Problem statement - Pick every line out of the entries below that has the string "then", and copy it.

Material provided -
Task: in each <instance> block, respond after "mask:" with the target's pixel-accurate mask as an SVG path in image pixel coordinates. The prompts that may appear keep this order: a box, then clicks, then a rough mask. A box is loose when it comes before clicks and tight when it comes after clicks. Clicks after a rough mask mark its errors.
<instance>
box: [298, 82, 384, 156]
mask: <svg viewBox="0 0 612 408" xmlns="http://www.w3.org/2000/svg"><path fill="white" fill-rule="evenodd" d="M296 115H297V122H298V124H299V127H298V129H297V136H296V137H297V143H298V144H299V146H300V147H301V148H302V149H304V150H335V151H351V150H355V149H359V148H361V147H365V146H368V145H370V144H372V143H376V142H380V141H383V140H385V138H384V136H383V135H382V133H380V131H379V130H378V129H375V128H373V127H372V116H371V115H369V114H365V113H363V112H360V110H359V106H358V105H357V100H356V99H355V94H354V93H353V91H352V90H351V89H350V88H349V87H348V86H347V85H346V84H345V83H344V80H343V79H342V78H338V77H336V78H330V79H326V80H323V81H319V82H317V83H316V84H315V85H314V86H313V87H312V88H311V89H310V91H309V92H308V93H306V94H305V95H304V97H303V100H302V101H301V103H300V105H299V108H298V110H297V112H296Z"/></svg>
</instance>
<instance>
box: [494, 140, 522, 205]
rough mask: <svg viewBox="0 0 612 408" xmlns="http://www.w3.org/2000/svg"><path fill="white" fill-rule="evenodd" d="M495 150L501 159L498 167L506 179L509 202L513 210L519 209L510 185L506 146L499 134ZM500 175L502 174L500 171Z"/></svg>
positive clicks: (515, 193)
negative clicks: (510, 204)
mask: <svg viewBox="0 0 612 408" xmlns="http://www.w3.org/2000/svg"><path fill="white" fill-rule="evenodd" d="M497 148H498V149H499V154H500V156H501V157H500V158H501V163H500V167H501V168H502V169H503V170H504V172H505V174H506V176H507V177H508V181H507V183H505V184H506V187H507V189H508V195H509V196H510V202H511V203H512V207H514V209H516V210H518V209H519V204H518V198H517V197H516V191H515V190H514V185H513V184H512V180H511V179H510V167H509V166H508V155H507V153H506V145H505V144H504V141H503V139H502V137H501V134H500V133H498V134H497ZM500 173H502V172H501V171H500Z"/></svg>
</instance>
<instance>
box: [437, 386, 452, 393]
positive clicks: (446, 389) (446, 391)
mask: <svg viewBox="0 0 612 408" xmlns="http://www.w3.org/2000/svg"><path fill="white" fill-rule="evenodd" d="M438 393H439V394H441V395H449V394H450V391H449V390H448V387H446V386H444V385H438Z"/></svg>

* * *

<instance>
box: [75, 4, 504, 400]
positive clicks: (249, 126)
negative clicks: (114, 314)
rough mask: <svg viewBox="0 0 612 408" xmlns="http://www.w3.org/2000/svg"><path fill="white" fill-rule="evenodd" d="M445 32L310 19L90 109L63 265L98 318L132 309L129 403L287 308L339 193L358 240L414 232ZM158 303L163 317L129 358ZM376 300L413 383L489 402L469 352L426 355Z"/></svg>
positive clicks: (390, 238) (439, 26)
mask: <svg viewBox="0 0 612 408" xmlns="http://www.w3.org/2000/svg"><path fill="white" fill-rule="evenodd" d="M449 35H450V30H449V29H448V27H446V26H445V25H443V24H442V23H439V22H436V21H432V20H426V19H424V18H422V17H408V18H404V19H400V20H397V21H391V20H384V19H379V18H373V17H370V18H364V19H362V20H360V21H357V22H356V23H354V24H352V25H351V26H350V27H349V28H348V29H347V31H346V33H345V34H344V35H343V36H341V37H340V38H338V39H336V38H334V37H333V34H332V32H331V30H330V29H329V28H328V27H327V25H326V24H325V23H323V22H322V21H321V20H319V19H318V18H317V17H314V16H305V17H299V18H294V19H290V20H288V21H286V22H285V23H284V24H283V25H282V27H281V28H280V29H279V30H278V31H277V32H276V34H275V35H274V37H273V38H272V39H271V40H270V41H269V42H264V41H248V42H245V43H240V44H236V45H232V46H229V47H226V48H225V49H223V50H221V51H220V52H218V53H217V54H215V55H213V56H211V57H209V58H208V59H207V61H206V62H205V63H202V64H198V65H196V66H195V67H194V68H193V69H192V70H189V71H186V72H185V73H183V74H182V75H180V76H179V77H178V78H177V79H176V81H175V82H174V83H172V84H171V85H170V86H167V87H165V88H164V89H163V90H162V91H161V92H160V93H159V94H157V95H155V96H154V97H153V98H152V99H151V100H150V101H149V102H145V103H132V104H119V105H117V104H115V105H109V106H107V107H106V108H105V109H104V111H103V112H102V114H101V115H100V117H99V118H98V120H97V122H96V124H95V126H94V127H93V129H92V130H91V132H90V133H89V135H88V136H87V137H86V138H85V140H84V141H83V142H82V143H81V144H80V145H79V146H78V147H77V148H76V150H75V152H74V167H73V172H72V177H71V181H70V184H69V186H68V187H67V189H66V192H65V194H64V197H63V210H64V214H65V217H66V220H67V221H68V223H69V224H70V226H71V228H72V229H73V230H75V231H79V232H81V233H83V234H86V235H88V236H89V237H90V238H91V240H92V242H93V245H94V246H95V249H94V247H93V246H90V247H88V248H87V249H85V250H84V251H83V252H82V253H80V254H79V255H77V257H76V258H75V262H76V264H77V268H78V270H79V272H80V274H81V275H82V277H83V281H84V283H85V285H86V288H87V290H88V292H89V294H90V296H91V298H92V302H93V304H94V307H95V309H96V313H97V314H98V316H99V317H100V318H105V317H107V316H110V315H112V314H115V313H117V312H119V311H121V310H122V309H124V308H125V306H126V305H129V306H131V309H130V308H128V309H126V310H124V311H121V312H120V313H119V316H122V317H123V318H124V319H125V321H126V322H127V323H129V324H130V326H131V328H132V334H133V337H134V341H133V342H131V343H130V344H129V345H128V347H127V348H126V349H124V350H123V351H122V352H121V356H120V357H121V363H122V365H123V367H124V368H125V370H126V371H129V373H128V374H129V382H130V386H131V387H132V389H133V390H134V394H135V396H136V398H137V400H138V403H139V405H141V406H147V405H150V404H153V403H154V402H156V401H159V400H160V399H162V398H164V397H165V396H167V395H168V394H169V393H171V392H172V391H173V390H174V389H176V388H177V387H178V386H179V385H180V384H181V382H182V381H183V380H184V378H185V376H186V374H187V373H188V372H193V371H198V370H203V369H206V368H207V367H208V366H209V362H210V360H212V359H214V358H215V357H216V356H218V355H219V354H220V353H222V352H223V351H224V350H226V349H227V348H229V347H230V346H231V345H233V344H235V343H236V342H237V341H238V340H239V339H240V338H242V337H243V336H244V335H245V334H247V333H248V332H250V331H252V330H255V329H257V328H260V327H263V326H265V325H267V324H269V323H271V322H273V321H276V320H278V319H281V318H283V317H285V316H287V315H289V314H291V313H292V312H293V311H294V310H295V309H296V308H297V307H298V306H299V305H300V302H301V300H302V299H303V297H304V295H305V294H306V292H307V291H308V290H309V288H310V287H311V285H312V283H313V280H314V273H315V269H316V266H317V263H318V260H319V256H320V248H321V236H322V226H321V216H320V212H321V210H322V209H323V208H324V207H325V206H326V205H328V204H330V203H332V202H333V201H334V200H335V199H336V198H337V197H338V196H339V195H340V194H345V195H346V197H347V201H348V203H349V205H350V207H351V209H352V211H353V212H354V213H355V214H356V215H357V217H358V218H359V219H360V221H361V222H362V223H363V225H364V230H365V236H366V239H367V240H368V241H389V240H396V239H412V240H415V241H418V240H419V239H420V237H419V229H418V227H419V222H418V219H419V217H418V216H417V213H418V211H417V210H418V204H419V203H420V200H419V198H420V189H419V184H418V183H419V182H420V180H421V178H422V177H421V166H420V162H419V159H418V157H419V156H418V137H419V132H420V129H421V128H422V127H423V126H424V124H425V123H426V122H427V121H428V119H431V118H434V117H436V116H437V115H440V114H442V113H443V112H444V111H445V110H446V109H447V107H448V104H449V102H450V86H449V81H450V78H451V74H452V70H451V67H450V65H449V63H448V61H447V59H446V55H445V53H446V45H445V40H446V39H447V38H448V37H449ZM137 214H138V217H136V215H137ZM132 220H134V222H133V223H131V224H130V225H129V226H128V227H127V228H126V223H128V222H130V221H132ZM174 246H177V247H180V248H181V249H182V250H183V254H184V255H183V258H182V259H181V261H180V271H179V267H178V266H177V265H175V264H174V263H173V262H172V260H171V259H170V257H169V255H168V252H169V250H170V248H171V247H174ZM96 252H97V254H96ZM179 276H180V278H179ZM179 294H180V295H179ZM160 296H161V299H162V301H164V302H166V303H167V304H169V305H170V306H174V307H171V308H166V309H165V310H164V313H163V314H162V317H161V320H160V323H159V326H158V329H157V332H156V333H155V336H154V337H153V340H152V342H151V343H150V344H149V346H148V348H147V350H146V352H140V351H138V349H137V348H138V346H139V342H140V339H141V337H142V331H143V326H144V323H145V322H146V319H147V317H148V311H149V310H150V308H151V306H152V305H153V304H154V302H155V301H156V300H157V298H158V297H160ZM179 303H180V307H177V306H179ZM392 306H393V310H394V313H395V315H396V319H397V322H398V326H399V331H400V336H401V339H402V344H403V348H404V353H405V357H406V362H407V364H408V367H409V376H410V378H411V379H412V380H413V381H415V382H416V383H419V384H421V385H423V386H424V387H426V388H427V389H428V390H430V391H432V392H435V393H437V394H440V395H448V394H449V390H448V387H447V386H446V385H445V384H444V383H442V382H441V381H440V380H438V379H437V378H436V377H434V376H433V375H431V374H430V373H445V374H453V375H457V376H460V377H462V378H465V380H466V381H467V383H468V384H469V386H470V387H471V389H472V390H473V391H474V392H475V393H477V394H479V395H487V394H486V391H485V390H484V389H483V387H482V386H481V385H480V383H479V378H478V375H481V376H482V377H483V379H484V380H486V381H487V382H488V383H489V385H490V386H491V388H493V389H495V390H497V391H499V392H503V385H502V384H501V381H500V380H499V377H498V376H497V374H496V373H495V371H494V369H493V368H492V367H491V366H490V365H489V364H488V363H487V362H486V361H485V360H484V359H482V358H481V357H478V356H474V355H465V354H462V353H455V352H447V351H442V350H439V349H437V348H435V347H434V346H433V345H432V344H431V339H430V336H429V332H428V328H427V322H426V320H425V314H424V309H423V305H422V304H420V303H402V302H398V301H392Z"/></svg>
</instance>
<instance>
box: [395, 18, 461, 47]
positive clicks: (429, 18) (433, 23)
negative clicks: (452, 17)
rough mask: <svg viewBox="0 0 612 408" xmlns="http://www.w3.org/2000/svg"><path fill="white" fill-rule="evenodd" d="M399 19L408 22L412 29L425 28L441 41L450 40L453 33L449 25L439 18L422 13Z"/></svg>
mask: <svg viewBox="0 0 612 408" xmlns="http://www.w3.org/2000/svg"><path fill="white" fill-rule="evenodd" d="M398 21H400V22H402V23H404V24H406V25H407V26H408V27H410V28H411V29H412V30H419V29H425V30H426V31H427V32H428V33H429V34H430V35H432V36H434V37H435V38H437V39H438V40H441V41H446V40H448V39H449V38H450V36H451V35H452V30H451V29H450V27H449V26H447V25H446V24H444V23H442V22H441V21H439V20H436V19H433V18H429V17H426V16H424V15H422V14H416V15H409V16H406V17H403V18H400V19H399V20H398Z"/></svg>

==

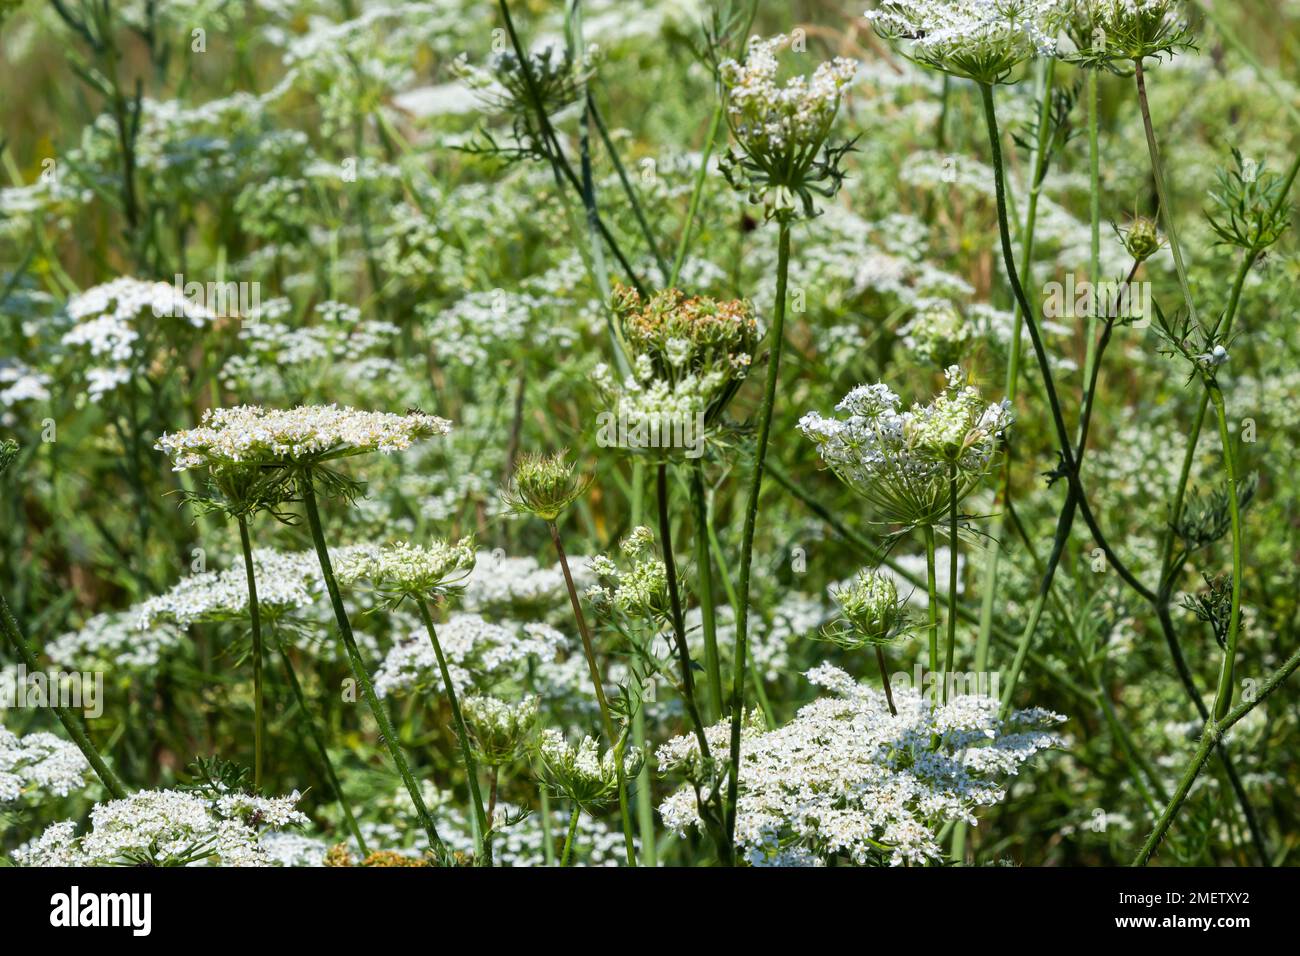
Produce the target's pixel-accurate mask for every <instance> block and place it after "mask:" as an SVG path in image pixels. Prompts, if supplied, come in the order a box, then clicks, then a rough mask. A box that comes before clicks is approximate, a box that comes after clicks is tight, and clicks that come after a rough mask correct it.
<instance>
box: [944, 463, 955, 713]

Task result -
Task: in each <instance> block, respond after "mask:" with the target's pixel-accurate mask as an SVG path in image pixel coordinates. The prompts that may appear keep this order: a box, then clicks, then a rough mask. A box is loose when it comes before clicks and tight when it comes after clicks. Clicks after a rough mask mark its errors.
Produce the target's pixel-accurate mask for every <instance> block and place it after "mask:" as an SVG path in image pixels. Prompts, if supplied, come in the order a box, then clicks, then a rough mask. A box that comes before clicks is approximate, a box that comes after clicks is tight, and clicks that come after a rough mask correct it.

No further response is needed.